Connect with us

Uncategorized

Meet the 83-year-old Jewish activist who stars in Zohran Mamdani’s campaign ads

(JTA) — When Zohran Mamdani’s first TV ad of the general election went live last week, the first person viewers saw was an 83-year-old Jewish woman from the Upper West Side.

Rosalind Petchesky, a retired political scientist and progressive activist, has become a recurring star of Mamdani’s social media video campaign, which is widely seen as crucial to vaulting him from a local politician in Queens to the frontrunner for mayor.

“I used to love New York,” Petchesky says at the beginning of the 30-second spot. “But now, it’s just where I live.”

The ad then shifts to a hopeful tone centered around Mamdani’s message of affordability, with the title, “Things Can Change.”

The real-life Petchesky says the sentiment didn’t actually resonate with her. “I kept thinking, ‘I wouldn’t say I used to love New York. I still love New York! I never didn’t love New York,’” she said, laughing, in an interview. 

But she said she was not bothered that a second, more hopeful line she’d initially spoken — “But now, I feel like everything’s starting to change” — had ended up on the cutting-room floor.

“I think they must have decided the positive part was going to be done by Zohran, so they didn’t need that,” Petchesky said. “To me, it’s just another way of helping the campaign. And they want me to do something? I do it.”

How did Petchesky come to be a loyal volunteer for Mamdani, a half-century her junior? As with many of Mamdani’s earliest Jewish supporters, the answer lies in opposition to Israel.

Petchesky is a longtime critic of the country, since she first visited as a teenager in 1959. Active for the last decade in Jewish Voice for Peace, the anti-Zionist organization, she first met Mamdani in May 2023 when she and other JVP members travelled to the state legislature in Albany to lobby for his Not On Our Dime Act. The legislation, which failed to advance, proposed blocking New York nonprofits from supporting Israeli settlements in the West Bank.

Petchesky has been involved with JVP since retiring from teaching at Hunter College in 2013. During her scholarly career, Petchesky earned a MacArthur Fellowship (known as the “genius award”) in 1995, and became recognized as a “leading theorist on international reproductive rights.” A feminist activist and thinker, Petchesky’s work has dovetailed with the Israel-Palestine conflict. In 2021 she co-edited the book, “A Land With a People: Palestinians and Jews Confront Zionism.”

After meeting Mamdani in Albany, Petchesky said the pair had “a number of encounters that were fascinating and fun” in the following months. 

Mamdani posted a photo of the two linking arms at a demonstration on Oct. 13, 2023, less than a week after Hamas’ Oct. 7 attack, calling on Sen. Chuck Schumer to support a ceasefire. The pair were among the 60 New Yorkers arrested that night for blocking traffic outside Schumer’s home.

“Rosalind Petchesky is an 81-year old Jewish New Yorker who deeply inspires me,” Mamdani wrote in his post about that night. 

“As we sat handcuffed on the bus to the police precinct, Ros told me that she’d been away from home for two weeks and had only gotten back that day,” he wrote. “She was supposed to be at home that night eating dinner with her partner, but she decided she couldn’t be at home when we were on the brink of genocide.”

══════════

▶ Activities
A. Answer these questions about the article on Rosalind Petchesky, one answer per line:
(i) In what year did Petchesky receive a MacArthur Fellowship?
(ii) What title does Mamdani's first general-election TV ad carry?
(iii) In which city did Petchesky first meet Mamdani?
B. In the article on Rosalind Petchesky, rewrite the passage starting at "Mamdani posted a" and ending at "about that night.", replacing "demonstration" with "protest".
C. Carry on the article about Rosalind Petchesky from the point where its text stops.

══════════

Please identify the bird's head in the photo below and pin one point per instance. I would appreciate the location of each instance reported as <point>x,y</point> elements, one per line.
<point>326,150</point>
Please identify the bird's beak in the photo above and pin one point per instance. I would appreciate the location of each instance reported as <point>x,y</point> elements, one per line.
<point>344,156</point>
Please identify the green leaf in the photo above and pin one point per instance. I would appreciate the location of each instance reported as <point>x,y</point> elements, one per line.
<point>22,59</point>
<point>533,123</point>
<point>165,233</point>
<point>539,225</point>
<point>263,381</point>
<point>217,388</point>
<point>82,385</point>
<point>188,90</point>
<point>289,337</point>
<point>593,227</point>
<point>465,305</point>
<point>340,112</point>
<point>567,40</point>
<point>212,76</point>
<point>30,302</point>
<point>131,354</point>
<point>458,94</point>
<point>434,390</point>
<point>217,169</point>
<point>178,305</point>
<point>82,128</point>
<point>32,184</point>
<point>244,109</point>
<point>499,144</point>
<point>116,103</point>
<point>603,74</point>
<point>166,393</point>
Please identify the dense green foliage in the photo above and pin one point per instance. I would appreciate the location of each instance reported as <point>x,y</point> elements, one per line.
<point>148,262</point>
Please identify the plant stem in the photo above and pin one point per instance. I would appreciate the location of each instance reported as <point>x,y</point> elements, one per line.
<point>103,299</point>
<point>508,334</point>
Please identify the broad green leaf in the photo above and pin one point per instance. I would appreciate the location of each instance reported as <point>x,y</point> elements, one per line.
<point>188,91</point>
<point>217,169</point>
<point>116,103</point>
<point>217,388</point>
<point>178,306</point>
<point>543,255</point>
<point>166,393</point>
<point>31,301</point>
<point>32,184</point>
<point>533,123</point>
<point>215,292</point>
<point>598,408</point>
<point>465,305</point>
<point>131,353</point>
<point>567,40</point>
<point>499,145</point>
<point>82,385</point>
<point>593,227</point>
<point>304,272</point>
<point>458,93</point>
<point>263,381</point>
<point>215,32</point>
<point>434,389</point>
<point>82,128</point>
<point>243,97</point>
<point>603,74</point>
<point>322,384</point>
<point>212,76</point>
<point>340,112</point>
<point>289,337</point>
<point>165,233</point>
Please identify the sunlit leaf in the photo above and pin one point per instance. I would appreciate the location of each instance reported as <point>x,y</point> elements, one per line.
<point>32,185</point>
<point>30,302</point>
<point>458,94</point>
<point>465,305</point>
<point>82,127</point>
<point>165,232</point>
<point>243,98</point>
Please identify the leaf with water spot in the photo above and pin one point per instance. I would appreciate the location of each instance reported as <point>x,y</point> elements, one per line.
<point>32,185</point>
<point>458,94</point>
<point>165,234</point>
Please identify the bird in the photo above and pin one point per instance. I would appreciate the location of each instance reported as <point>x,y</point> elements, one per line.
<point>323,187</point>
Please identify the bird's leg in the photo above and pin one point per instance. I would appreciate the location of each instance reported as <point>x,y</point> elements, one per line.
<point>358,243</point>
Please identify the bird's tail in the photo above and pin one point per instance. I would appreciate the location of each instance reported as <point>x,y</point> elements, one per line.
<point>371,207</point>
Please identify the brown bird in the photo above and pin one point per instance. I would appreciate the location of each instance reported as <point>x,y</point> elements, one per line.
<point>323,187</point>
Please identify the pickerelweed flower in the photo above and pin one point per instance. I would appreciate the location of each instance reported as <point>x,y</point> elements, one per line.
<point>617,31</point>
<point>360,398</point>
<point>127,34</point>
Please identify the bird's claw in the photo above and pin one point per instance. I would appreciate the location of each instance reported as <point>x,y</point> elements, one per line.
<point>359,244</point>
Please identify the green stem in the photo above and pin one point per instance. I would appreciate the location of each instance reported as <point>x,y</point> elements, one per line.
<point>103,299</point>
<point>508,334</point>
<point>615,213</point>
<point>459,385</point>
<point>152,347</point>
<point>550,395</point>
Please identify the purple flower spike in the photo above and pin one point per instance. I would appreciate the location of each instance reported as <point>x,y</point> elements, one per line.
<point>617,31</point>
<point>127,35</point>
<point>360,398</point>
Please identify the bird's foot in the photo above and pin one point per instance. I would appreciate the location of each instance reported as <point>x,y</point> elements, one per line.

══════════

▶ Answers given
A.
(i) 1995
(ii) "Things Can Change"
(iii) Albany

B.
Mamdani posted a photo of the two linking arms at a protest on Oct. 13, 2023, less than a week after Hamas’ Oct. 7 attack, calling on Sen. Chuck Schumer to support a ceasefire. The pair were among the 60 New Yorkers arrested that night for blocking traffic outside Schumer’s home.

“Rosalind Petchesky is an 81-year old Jewish New Yorker who deeply inspires me,” Mamdani wrote in his post about that night.

C.
A few months later, Mamdani and Petchesky appeared on the “Laura Flander & Friends” podcast together, along with JVP member Jay Saper. The episode, titled “Organizing for Ceasefire Through Policy & Protest: Meet the People of JVP & NY Assemblymember Mamdani,” focused on JVP’s and Mamdani’s pro-Palestinian activism and their efforts with the Not On Our Dime Act.

Petchesky spoke about the Israeli military campaign in Gaza, including through a feminist lens, saying she sees “Israeli persecution of Palestinians as a form of reproductive injustice and attack on families.” She also spoke about Canadian-Israeli peace activist Vivian Silver, who was killed on Oct. 7, 2023 when Hamas attacked and killed over 100 people at her home community, Kibbutz Be’eri. 

“Vivian Silver was amazing,” Petchesky said. “She actually helped ferry Palestinian children from Gaza to hospitals in Israel. She worked with Gazans. … It’s horrible that she was killed and we don’t know for sure whose bombs killed her.”

By the time Mamdani launched his mayoral campaign in October 2024, the two had formed a “deep bond of trust,” Petchesky said — enough so that he asked her to be in his announcement video. 

“I’ll make buses fast and free,” Mamdani says in the video. “So I can just get where I’m going,” Petchesky says defiantly.

“He called me up at home and said, ‘We’re gonna send a car for you. We want you to come to Astoria and be in this video,’” Petchesky recalled.

She added, “He wanted an old lady to talk about buses. And I’m the person he first thought of, because he knew me.”

Petchesky said she’s most excited to see Mamdani bring together Black, Asian, Latinx and Jewish activists to “stand up to Trump and ICE”; to make a rent freeze happen; and to instate free buses for all New Yorkers — the democratic socialist candidate’s most prominent pledges. But it’s clear that her vision around Israel also overlaps with Mamdani’s — and while some critics say Mamdani’s stances on Israel amount to antisemitism, Petchesky countered that those accusations discount the segment of Jews who share Mamdani’s views.

“There’s a big split in what’s called the Jewish community — there’s no single Jewish community,” she said. “There’s many.”

Petchesky’s own Jewish story involved a decades-long breach — and a return through her involvement with JVP.

During the podcast with Mamdani, Petchesky spoke about her experience growing up in an observant Jewish family in Tulsa, Oklahoma, before recoiling from Judaism after witnessing racism during a 1959 trip to Israel. 

She expanded on that experience in a recent interview. She said she sang in the temple choir with her mother but became disaffected after returning from Israel and sharing what she’d witnessed. A local rabbi dismissed her concerns, she said. 

“I was very angry, and when I went to college I said, ‘I’m done, I’m not going to synagogue anymore, these people are hypocrites, I have nothing to do with it,’” said Petchesky, who was involved in civil rights advocacy at the time. “I was young, you know, I was just angry.”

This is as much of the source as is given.